# [TASK TO COMPLETE]
Return every record below exactly as written, but leave out the pictures.

(Image location labeling entries)
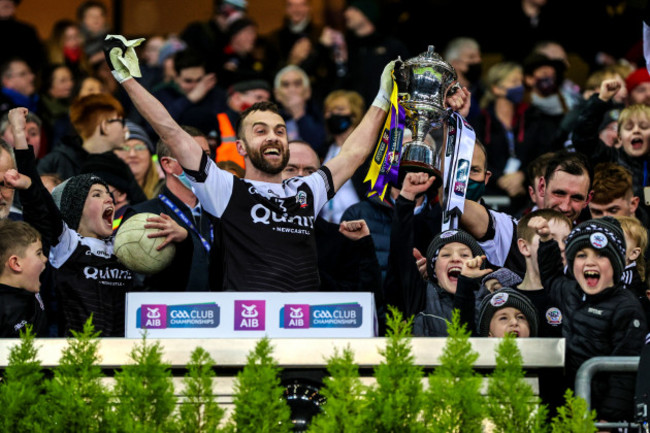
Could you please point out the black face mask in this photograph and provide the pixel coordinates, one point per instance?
(338, 124)
(546, 86)
(474, 71)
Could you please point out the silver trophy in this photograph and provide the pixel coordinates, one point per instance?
(423, 83)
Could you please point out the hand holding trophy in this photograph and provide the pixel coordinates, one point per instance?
(424, 95)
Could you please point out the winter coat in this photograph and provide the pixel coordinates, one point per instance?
(609, 323)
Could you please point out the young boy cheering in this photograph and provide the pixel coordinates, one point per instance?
(602, 318)
(22, 261)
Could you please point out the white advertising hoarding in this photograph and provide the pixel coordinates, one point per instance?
(250, 314)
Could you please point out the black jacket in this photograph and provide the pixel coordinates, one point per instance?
(88, 278)
(19, 308)
(609, 323)
(190, 269)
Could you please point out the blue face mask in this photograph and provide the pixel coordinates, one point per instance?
(515, 94)
(184, 180)
(475, 190)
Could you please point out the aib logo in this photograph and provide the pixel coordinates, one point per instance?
(296, 316)
(153, 316)
(250, 315)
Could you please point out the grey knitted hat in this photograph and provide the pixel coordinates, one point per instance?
(504, 298)
(605, 235)
(445, 238)
(70, 197)
(505, 276)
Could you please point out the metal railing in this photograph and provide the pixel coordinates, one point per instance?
(586, 372)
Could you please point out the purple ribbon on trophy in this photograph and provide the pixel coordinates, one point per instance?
(384, 168)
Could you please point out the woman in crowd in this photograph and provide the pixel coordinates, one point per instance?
(138, 153)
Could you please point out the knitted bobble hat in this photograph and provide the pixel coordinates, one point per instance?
(445, 238)
(505, 276)
(605, 235)
(70, 197)
(504, 298)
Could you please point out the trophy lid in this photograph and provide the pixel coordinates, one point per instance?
(430, 58)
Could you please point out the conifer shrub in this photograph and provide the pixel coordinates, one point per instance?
(453, 403)
(345, 410)
(259, 401)
(76, 399)
(200, 412)
(22, 389)
(395, 403)
(512, 405)
(145, 392)
(573, 416)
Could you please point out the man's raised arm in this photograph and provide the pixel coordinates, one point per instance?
(123, 62)
(475, 219)
(358, 146)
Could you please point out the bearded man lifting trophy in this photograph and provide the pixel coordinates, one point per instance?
(420, 102)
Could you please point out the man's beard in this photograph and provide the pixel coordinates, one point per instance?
(260, 163)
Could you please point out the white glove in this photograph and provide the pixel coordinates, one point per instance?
(382, 100)
(121, 57)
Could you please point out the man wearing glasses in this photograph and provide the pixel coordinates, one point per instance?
(99, 121)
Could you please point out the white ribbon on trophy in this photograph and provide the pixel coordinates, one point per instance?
(458, 162)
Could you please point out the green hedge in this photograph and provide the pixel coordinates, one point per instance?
(75, 399)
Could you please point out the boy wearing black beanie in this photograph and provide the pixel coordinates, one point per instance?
(602, 318)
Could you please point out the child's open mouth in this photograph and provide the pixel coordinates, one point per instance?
(107, 216)
(453, 273)
(592, 278)
(637, 143)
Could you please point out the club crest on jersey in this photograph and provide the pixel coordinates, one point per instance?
(301, 199)
(554, 316)
(598, 240)
(499, 299)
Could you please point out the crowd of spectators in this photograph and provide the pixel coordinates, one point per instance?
(240, 140)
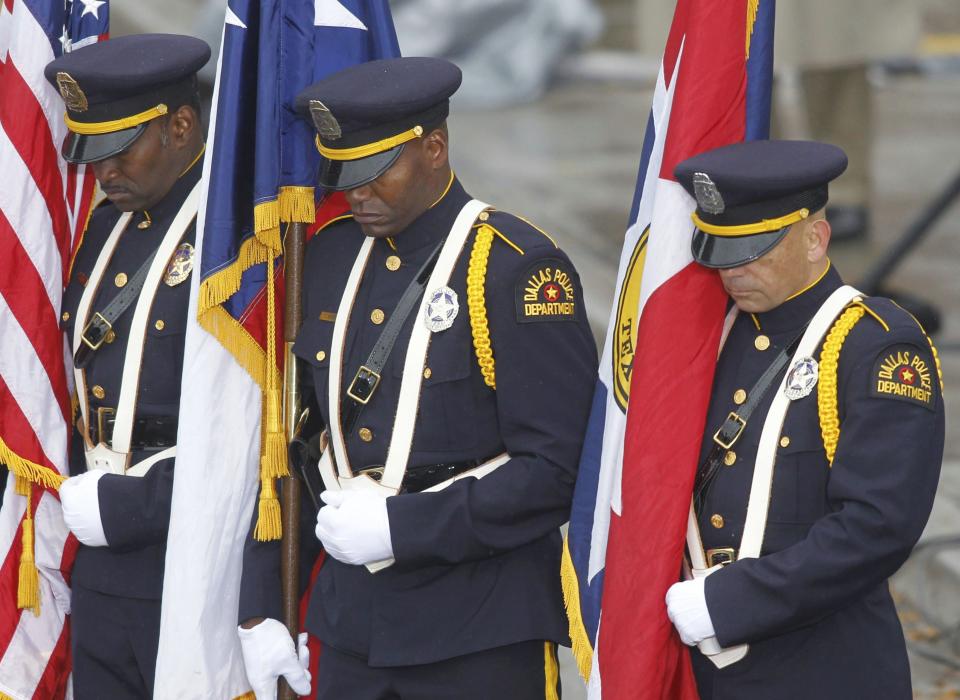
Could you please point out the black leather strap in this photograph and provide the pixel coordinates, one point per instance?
(149, 432)
(95, 332)
(367, 379)
(736, 422)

# [ANSWER FOR THIS EXERCISE]
Could you please point out the black face mask in this photograph and provide the pixel coordinates, one point per instance?
(338, 124)
(546, 86)
(474, 71)
Could you please point out the silver trophy in this photograph and provide the pixel coordinates, one point per instance?
(423, 83)
Could you please point out the hand holding trophy in this photograph and provide the pixel coordinates, one point per instance?
(424, 95)
Could you please point out the winter coat in this photograph and provide the pixel coordinates, one point per instance?
(609, 323)
Could you please point out the young boy cheering in this photograph and provide the pixel coordinates, one point per instance?
(602, 318)
(22, 261)
Could you please point out the white advertising hoarding in this photograph and provide the pixel coordinates, one point per instance?
(250, 314)
Could you please point out the black jacket in this photograph and provide the pixel coordinates, one point per instance?
(88, 278)
(19, 308)
(609, 323)
(190, 269)
Could you please point out the blue face mask in this photograph and provide the pixel coordinates, one point per instance?
(515, 94)
(184, 180)
(475, 190)
Could you please point out the aib logo in this photograph and provide the pixel coordinates, one point per instance?
(296, 316)
(153, 316)
(250, 315)
Could you please point out the grey knitted hat in this photograph and provide the pixel coordinates, one point per instance?
(504, 298)
(605, 235)
(445, 238)
(70, 197)
(505, 276)
Could you please point out the metal railing in this photograph and provide the pixel coordinates, one point per instance?
(586, 372)
Could you please point out the purple ribbon on trophy in this photograph and provide the pixel coordinates, one point per instance?
(384, 168)
Could you please point out the woman in crowd in this photograph and provide the pixel coordinates, one point per instance?
(138, 153)
Could you please point out the knitted bobble hat in this photograph and provide the pixel coordinates, one point per instance?
(445, 238)
(505, 276)
(605, 235)
(70, 197)
(504, 298)
Could you please point out the trophy lid in this photograph and provide the pixel coordinates, one point per instance?
(430, 58)
Could you please point out the conifer shrub in this photograph and provide the pixel coordinates, one point per instance?
(453, 403)
(345, 410)
(259, 401)
(76, 399)
(200, 412)
(22, 389)
(395, 403)
(512, 405)
(145, 392)
(573, 416)
Could you please point out the man's raised arm in this photograph and provide the pixel coordinates, one point per instance?
(123, 62)
(475, 219)
(358, 146)
Could you please point out the bearded man lifting trophy in this photograph and provide the pixel coordinates, one point per instance?
(420, 102)
Could you please point out the man's beard in this photograph and provide the pixel coordinates, one point per instance?
(260, 163)
Could you please point out the white glove in this photograph and provide the pixel coordinates, one point per instance?
(382, 100)
(121, 57)
Could you please point out the man wearing glasses in this photograph and provide the pixel coordinates, one point per instance?
(99, 121)
Could you please point out the white ribbon on trophy in this photograph and provide the pixel coordinates, one point per instance?
(458, 162)
Could you please point out the green hedge in this photograph and provide the pixel coordinates, one point per instance?
(75, 399)
Could you please point out the boy wearing black beanie in this photograph and provide the pixel coordinates, one point per instance?
(602, 318)
Could you please point out the child's open mouth in this photograph and provide the pixel coordinates, one point per instance?
(107, 216)
(453, 273)
(592, 278)
(637, 143)
Could you please point out the club crest on jersey in this photograph and provide the pixel coordinates, one point per instance?
(301, 199)
(554, 316)
(598, 240)
(499, 299)
Could you please point out the crowd of spectators in this photograph and provide the pixel coordinates, one point per instance?
(240, 140)
Could you please point out the black leather strap in this photograph and provide the pixel coordinates, one point per instance?
(149, 432)
(95, 332)
(367, 379)
(736, 422)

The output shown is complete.